Calvin Pace belongs in New York City and he knows it.
Pace finally feels comfortable, at home in the big city after being born in Detroit, growing up in Georgia, playing college ball in North Carolina and spending four years of his professional career in Arizona.
Now he is home.
Pace loves the big city. He is just a metropolitan type of guy. One of his favorite hobbies is food and going out to some of New York's most glamorous restaurants.
Pace's favorite eatery is Per Se owned by superstar chef, Thomas Keller, and features lengthy tasting menus at $275 a seat. Single dinners run upwards of $50.
Midwestern Meat and Potatoes? Southern Chicken and Waffles? Southwestern Fajitas?
Not a chance...
Try Butter Poached Nova Scotia Lobster, Yukon Gold Potato Fondant, Caramelized Cipollini Onion, Scallion Emincée and Red Beet Marmalade with Smoked Soubise.
In addition, Pace loves finding new and exciting places to check out his biggest vice, Asian food: Chinese, Japanese, or Indian.
So, should Jets fans expect Calvin Pace to show up at camp looking more like Kris Jenkins?
"I'm just one of those lucky guys I don't gain weight easily so I can afford to be a foodie."
It's a good thing, because Pace loves going home after a great meal and firing up his own kitchen to try to recreate what he just ate.
It isn't just the food that Pace loves about New York.
He loves the New York Jets as well, especially some of the new additions that will be wearing green this season.
"It's been great having (Jason Taylor) around so far. It's crazy playing with someone you look up to. He's the type of guy who made it fashionable for a guy like me (6'4", 270) to play linebacker. His presence is going to help me."

## RAW DATA
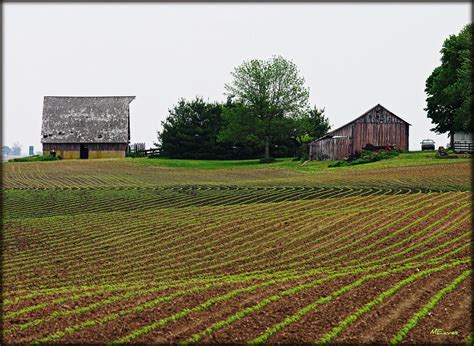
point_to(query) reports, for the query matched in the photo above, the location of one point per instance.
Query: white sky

## SHORT TASK 1
Please output everything from "It isn't just" down to "green this season." in the Calvin Pace article, copied word for word.
## SHORT TASK 2
Decide whether each statement agrees with the Calvin Pace article, answering yes or no and quoting the deciding words: (a) Pace was born in Detroit. (b) Pace spent five years of his professional career in Arizona. (c) Pace says he gains weight easily.

## WRITTEN SOLUTION 1
It isn't just the food that Pace loves about New York.
He loves the New York Jets as well, especially some of the new additions that will be wearing green this season.

## WRITTEN SOLUTION 2
(a) Yes: "after being born in Detroit"
(b) No: "spending four years of his professional career in Arizona"
(c) No: "I don't gain weight easily"